▸ WORK TO BE COMPLETED: Could you please retype all of the entries exactly as they appear?

:: DATA UNDER STUDY

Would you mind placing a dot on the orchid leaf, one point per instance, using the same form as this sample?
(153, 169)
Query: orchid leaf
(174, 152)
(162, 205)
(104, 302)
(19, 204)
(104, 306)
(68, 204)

::::

▸ RESULT BELOW:
Would you mind placing a dot on the orchid leaf, one point per instance, using the same form as this sample?
(153, 169)
Query: orchid leaf
(174, 152)
(162, 205)
(104, 302)
(19, 204)
(104, 306)
(68, 204)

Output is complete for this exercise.